• _PROBLEMS AND TASKS_:
**a.** According to the passage on U.S. health care, what share of American health-care spending do experts estimate is wasted?
**b.** Continue the passage on U.S. health care from its last sentence.

DOCUMENT SECTION section start

How to Fix American Health Care

What Other Countries Can—and Can’t—Teach the United States

Best practices: a doctor’s office in Minden, Germany, July 2016 Maurizio Gambarini / AP images

There are many statistics that illustrate the flaws of the U.S. health-care system. One in particular stands out. In 2017, Americans spent an average of $10,224 per person on health care, according to a Kaiser Family Foundation study. The equivalent figure across similarly wealthy countries that year was just $5,280. Yet despite spending almost twice as much as Australians, Canadians, Japanese, and many Europeans, Americans suffer from lower life expectancy, higher infant mortality rates, and a higher prevalence of heart disease, lung disease, and sexually transmitted infections.

This reflects the deep dysfunction in the U.S. health-care system. Experts estimate that around 30 percent of the money spent on health care in the United States—around $1 trillion a year—is wasted on inefficiencies, excessive administrative expenses, the duplication of services, and fraud and abuse in insurance claims. Meanwhile, huge numbers of Americans remain uninsured or underinsured. The 2010 Affordable Care Act (ACA) attempted to address such problems but has proved insufficient for many reasons—including the Trump administration’s efforts to hollow out the legislation.

DOCUMENT SECTION section end
RECORDS SHOWN section start

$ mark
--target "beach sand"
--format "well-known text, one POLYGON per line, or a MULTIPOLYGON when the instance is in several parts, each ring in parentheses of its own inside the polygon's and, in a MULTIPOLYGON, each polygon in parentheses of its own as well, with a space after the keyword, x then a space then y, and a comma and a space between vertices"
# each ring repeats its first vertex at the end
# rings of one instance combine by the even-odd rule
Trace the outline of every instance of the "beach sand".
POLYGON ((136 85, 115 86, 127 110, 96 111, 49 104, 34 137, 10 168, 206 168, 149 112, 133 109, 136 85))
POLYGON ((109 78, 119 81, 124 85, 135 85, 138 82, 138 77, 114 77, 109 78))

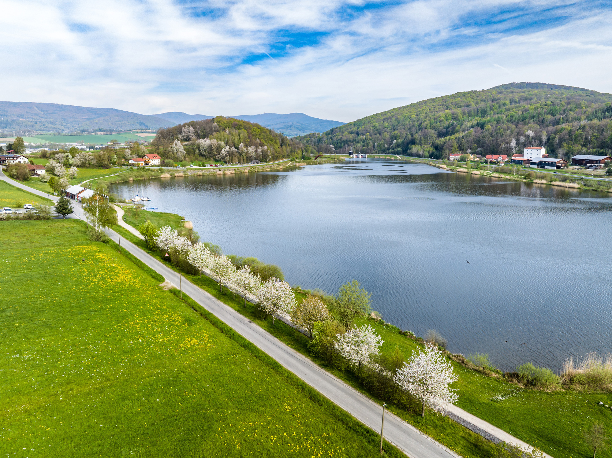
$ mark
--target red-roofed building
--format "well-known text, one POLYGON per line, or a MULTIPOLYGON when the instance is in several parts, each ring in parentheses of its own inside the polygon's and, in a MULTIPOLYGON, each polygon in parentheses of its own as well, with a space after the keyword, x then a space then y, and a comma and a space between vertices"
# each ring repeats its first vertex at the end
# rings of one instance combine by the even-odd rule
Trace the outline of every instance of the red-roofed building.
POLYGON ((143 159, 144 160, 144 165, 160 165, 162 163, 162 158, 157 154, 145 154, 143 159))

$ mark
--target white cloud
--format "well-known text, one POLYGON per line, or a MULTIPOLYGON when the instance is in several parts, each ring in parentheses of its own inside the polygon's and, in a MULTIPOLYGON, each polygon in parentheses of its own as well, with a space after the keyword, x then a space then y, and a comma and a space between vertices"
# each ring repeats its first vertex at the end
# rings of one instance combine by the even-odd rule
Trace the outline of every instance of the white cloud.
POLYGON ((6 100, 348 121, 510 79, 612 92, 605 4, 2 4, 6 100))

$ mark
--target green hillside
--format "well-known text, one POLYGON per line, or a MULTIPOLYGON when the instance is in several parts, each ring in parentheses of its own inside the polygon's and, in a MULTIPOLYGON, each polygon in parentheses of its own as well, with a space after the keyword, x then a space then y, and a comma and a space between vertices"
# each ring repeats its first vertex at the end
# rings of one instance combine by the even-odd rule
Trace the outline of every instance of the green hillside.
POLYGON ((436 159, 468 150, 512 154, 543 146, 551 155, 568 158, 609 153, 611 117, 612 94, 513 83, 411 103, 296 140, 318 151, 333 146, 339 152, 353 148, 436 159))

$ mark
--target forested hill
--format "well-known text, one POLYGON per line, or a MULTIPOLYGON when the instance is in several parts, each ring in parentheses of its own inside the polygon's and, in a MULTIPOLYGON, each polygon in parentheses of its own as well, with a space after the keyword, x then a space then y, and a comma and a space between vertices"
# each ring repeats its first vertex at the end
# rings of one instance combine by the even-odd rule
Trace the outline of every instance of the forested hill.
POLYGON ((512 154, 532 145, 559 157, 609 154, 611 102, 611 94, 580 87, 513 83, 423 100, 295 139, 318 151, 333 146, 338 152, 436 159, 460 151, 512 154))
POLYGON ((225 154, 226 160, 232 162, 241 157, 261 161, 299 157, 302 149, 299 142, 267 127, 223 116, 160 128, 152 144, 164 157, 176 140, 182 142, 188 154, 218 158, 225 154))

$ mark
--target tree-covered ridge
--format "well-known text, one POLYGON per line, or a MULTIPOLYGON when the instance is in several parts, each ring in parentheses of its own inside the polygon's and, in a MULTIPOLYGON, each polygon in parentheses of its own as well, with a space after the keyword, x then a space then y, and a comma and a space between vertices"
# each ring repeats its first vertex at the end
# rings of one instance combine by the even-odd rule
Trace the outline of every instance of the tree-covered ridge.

RECORDS SHOWN section end
RECORDS SHOWN section start

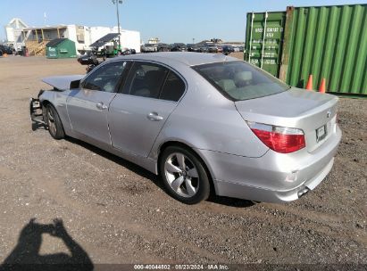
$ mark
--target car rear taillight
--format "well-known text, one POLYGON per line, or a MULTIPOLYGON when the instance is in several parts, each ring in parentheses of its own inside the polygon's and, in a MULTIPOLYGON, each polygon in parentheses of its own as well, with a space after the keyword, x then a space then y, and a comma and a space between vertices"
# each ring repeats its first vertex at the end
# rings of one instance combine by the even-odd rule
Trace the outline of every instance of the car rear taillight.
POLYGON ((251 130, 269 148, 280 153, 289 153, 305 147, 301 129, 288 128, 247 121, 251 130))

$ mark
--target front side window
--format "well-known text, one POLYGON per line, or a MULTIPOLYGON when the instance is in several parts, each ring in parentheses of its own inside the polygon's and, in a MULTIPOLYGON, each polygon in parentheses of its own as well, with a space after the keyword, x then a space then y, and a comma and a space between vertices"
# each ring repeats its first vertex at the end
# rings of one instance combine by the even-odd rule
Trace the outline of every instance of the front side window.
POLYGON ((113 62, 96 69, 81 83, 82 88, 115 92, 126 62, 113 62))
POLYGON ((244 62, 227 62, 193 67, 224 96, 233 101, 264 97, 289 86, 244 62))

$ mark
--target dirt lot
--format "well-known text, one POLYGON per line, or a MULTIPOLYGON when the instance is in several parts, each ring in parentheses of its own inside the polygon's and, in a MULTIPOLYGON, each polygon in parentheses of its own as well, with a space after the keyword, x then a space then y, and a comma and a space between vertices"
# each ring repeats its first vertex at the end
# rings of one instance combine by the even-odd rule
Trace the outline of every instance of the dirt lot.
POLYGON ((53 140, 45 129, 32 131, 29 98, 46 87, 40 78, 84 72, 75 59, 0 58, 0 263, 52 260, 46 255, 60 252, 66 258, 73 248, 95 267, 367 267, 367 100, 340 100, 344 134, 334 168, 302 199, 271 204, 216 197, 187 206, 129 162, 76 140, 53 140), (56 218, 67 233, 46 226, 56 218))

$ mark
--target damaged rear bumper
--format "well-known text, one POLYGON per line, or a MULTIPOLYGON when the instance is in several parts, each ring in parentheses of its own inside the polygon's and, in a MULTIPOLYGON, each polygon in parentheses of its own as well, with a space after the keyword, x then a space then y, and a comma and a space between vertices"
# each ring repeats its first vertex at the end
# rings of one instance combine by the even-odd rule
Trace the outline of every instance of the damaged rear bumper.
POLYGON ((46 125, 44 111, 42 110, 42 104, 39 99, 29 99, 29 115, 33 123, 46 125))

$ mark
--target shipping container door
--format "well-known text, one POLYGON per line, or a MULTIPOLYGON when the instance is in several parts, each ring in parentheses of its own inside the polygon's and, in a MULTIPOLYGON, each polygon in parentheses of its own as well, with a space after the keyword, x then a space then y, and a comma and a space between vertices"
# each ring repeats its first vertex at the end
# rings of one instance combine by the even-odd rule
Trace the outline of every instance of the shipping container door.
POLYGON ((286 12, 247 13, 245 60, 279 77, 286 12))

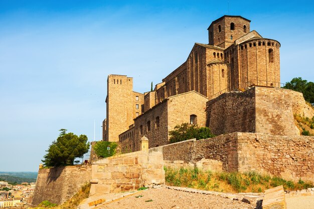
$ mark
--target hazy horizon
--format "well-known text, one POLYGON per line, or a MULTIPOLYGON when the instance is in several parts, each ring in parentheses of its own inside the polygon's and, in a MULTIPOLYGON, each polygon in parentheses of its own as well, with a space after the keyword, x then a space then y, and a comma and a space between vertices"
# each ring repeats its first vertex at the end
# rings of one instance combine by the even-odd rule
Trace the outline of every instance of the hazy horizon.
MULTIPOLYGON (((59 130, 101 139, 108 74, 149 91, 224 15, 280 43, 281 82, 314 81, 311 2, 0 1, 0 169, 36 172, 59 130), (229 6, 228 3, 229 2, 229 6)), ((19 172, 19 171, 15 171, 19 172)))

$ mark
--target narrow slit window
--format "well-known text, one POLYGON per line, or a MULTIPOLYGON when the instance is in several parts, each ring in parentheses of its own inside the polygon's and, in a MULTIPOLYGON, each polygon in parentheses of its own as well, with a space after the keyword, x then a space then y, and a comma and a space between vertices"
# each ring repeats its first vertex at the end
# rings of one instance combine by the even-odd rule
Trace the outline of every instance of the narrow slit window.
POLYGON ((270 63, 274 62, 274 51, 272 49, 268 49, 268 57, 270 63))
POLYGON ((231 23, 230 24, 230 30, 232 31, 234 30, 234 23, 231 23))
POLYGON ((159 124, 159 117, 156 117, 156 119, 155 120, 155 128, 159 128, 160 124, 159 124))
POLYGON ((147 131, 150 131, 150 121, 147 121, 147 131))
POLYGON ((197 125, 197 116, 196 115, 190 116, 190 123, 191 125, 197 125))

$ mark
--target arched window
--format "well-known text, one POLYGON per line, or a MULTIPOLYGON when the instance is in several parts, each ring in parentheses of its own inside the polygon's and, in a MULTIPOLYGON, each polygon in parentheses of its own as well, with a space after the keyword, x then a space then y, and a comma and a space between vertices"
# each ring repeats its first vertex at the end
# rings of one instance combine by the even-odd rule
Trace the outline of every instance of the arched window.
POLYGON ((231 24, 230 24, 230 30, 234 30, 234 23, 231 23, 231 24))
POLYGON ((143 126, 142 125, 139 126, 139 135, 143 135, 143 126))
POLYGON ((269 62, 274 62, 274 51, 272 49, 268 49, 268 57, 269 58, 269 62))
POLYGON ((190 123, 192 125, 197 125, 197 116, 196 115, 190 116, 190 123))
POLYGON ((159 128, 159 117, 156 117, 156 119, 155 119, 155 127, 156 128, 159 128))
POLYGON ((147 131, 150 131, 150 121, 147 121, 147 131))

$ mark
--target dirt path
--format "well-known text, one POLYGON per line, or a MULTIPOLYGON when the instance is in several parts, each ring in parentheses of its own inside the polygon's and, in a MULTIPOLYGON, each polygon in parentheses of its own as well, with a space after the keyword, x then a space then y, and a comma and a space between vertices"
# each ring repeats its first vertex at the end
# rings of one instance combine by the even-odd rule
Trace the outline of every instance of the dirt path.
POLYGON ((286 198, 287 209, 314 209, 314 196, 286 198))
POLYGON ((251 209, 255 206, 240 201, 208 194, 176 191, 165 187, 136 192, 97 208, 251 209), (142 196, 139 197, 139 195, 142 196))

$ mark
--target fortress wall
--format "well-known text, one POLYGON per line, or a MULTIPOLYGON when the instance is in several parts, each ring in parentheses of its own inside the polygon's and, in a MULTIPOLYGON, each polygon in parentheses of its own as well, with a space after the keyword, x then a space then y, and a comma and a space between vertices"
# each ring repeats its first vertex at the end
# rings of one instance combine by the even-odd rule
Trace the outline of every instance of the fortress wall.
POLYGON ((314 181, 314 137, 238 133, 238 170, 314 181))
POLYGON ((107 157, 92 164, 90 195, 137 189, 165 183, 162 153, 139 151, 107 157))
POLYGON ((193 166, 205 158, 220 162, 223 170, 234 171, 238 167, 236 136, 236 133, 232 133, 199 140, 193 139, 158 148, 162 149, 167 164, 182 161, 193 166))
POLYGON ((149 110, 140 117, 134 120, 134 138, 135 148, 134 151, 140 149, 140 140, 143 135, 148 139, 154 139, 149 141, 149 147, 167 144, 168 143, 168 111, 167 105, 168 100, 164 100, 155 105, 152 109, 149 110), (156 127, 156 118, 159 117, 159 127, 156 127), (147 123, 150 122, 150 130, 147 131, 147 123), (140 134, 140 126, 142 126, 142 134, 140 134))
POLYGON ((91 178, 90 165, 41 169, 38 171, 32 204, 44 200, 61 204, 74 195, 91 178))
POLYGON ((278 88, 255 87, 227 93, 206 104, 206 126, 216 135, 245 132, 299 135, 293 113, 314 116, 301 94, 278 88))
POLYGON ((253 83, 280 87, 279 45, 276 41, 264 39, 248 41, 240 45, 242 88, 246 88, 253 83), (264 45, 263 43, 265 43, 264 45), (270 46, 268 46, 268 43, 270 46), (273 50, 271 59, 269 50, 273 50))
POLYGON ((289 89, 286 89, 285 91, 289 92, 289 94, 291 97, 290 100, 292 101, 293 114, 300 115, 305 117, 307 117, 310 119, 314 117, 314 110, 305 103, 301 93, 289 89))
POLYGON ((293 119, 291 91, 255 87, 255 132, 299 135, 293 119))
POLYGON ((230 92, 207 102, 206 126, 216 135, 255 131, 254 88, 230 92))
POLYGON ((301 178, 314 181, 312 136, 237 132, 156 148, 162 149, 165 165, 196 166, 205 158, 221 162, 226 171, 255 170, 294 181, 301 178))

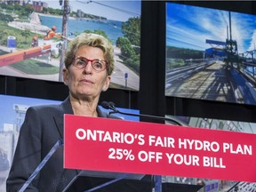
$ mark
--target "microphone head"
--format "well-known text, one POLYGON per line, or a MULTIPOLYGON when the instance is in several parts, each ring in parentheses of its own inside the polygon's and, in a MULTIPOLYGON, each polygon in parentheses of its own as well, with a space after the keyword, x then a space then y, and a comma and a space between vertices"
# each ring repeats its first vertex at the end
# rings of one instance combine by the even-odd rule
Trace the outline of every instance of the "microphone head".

RECORDS SHOWN section end

• _RESULTS OF THE TASKS_:
**a.** Around 30 percent, or about $1 trillion a year.

**b.**
It is true that some Americans have better access to advanced technologies and drugs than do most Canadians and Europeans. And in certain fields, such as cancer diagnostics and treatment, the United States offers unsurpassed care. What is more, on average, Americans experience shorter wait times for certain specialty services, such as orthopedic surgery. But the fact remains that when it comes to health care, Americans pay more and get less.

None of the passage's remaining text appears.